WHAT YOU HAVE TO DO: Transcribe the records verbatim, images excluded.

RECORDS SUPPLIED:
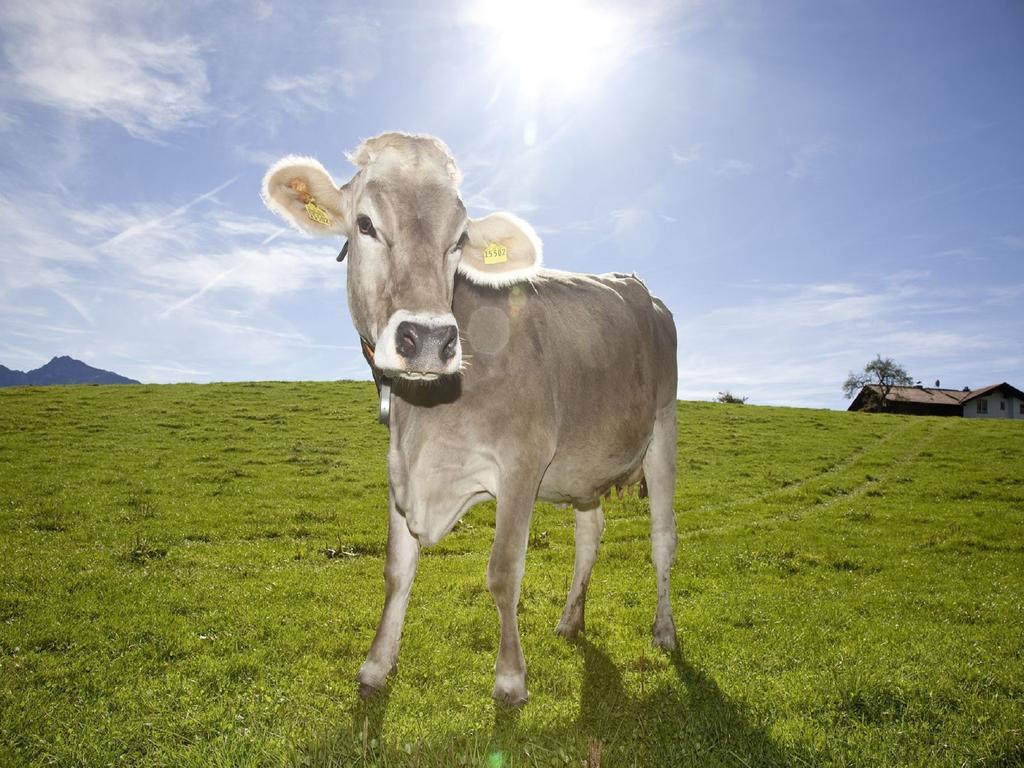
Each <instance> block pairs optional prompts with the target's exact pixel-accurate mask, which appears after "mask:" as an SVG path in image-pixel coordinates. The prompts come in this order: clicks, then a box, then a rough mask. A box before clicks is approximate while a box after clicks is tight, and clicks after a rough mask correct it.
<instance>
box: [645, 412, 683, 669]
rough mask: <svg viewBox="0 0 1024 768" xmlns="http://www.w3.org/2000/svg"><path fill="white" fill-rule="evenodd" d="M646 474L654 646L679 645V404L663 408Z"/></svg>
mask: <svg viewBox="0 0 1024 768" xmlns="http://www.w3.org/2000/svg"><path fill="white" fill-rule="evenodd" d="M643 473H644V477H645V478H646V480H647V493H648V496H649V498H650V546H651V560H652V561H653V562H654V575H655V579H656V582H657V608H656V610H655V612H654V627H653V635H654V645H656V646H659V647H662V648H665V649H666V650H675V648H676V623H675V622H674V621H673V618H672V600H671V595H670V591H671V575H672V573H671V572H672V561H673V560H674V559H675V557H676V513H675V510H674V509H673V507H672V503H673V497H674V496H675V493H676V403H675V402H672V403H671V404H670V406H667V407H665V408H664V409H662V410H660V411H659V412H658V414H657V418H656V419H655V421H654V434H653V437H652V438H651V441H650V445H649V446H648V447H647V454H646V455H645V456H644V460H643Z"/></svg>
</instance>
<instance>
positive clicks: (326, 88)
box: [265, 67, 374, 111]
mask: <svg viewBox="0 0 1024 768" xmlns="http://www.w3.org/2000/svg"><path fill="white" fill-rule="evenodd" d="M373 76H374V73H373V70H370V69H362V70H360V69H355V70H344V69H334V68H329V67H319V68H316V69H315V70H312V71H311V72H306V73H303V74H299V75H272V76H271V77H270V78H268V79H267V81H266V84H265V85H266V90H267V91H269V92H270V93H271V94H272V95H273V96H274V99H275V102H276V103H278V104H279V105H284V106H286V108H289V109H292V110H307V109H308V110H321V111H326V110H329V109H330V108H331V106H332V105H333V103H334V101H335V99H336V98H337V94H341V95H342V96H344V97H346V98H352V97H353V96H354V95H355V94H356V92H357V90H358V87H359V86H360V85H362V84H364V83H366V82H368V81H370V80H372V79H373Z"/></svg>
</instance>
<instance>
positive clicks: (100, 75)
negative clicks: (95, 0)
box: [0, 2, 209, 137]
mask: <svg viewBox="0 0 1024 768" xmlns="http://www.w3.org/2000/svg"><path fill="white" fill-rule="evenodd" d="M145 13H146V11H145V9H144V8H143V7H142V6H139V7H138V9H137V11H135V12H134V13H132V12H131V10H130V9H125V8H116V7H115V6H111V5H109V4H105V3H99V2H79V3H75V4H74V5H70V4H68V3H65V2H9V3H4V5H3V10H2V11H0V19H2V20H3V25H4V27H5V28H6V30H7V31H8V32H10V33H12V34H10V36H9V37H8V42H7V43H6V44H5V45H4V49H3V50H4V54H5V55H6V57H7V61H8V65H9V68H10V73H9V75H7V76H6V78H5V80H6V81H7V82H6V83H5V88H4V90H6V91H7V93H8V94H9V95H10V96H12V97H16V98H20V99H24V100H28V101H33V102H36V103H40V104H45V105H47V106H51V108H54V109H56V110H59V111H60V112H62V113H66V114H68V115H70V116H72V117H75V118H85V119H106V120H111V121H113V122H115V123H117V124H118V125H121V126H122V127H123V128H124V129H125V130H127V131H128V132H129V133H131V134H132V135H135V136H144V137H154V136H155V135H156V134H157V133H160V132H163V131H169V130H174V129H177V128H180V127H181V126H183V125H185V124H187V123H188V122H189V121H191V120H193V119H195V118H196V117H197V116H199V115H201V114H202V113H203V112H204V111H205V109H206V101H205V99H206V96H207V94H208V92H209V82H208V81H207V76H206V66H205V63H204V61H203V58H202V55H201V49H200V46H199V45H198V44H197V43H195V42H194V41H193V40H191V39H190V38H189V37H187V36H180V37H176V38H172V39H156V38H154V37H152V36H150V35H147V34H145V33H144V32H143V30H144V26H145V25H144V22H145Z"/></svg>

WRITTEN SOLUTION:
Each <instance> block pairs optional prompts with the target's exact pixel-accurate mask, which appears after "mask:" as an SVG path in image-pixel coordinates. The prompts come in this order: clicks, then a box, then a rough mask. A box before clicks is approximate while a box after clicks is tight, and clicks after a rough mask correct it.
<instance>
box: [645, 412, 683, 669]
rough mask: <svg viewBox="0 0 1024 768" xmlns="http://www.w3.org/2000/svg"><path fill="white" fill-rule="evenodd" d="M646 474L654 646L679 645V404L663 408Z"/></svg>
mask: <svg viewBox="0 0 1024 768" xmlns="http://www.w3.org/2000/svg"><path fill="white" fill-rule="evenodd" d="M643 473H644V477H645V478H646V480H647V493H648V496H649V498H650V546H651V560H652V561H653V562H654V575H655V579H656V582H657V608H656V610H655V612H654V627H653V635H654V645H656V646H659V647H662V648H665V649H666V650H675V648H676V623H675V622H674V621H673V618H672V600H671V595H670V591H671V575H672V573H671V572H672V561H673V560H674V559H675V557H676V513H675V510H674V509H673V507H672V503H673V497H674V496H675V493H676V403H675V402H672V403H671V404H670V406H667V407H665V408H664V409H662V410H660V411H659V412H658V414H657V418H656V419H655V421H654V434H653V437H652V438H651V441H650V445H649V446H648V447H647V454H646V455H645V456H644V460H643Z"/></svg>
</instance>
<instance>
positive clicks: (326, 88)
box: [265, 67, 374, 111]
mask: <svg viewBox="0 0 1024 768" xmlns="http://www.w3.org/2000/svg"><path fill="white" fill-rule="evenodd" d="M373 76H374V73H373V70H370V69H362V70H360V69H355V70H344V69H334V68H329V67H319V68H316V69H315V70H312V71H311V72H306V73H303V74H299V75H272V76H271V77H270V78H268V79H267V81H266V84H265V85H266V90H267V91H269V92H270V93H271V94H272V95H273V96H274V99H275V102H276V103H278V104H279V105H284V106H286V108H289V109H292V110H307V109H308V110H321V111H326V110H329V109H330V108H331V106H332V105H333V103H334V101H335V99H336V98H337V94H341V95H342V96H344V97H346V98H352V97H353V96H354V95H355V94H356V92H357V90H358V87H359V86H360V85H362V84H364V83H366V82H368V81H370V80H372V79H373Z"/></svg>
</instance>
<instance>
positive clicks: (100, 75)
negative clicks: (95, 0)
box: [0, 2, 209, 137]
mask: <svg viewBox="0 0 1024 768" xmlns="http://www.w3.org/2000/svg"><path fill="white" fill-rule="evenodd" d="M145 13H146V11H145V9H144V8H143V7H142V6H139V7H138V9H137V11H135V12H134V13H132V12H131V10H130V9H125V8H116V7H115V6H111V5H109V4H105V3H99V2H79V3H75V4H74V5H70V4H68V3H65V2H9V3H4V5H3V10H2V11H0V19H2V20H3V25H4V27H5V28H6V30H7V31H8V32H10V33H12V34H10V36H9V37H8V42H7V43H6V44H5V45H4V49H3V50H4V54H5V55H6V57H7V61H8V65H9V68H10V73H9V75H7V76H6V78H5V80H6V81H7V82H6V83H5V88H4V90H6V91H7V93H8V94H9V95H10V96H12V97H16V98H20V99H24V100H28V101H33V102H36V103H40V104H45V105H47V106H51V108H54V109H56V110H59V111H60V112H62V113H66V114H68V115H70V116H72V117H75V118H85V119H106V120H111V121H113V122H115V123H117V124H118V125H121V126H122V127H123V128H124V129H125V130H127V131H128V132H129V133H131V134H132V135H135V136H144V137H154V136H155V135H156V134H157V133H160V132H163V131H169V130H174V129H177V128H180V127H181V126H183V125H185V124H187V123H188V122H189V121H191V120H193V119H195V118H196V117H197V116H199V115H201V114H202V113H203V112H204V111H205V109H206V101H205V99H206V96H207V94H208V92H209V82H208V81H207V76H206V66H205V63H204V61H203V58H202V55H201V49H200V46H199V45H198V44H197V43H195V42H194V41H193V40H191V39H190V38H189V37H187V36H180V37H176V38H172V39H156V38H154V37H152V36H150V35H147V34H145V33H144V32H143V30H144V26H145V25H144V22H145Z"/></svg>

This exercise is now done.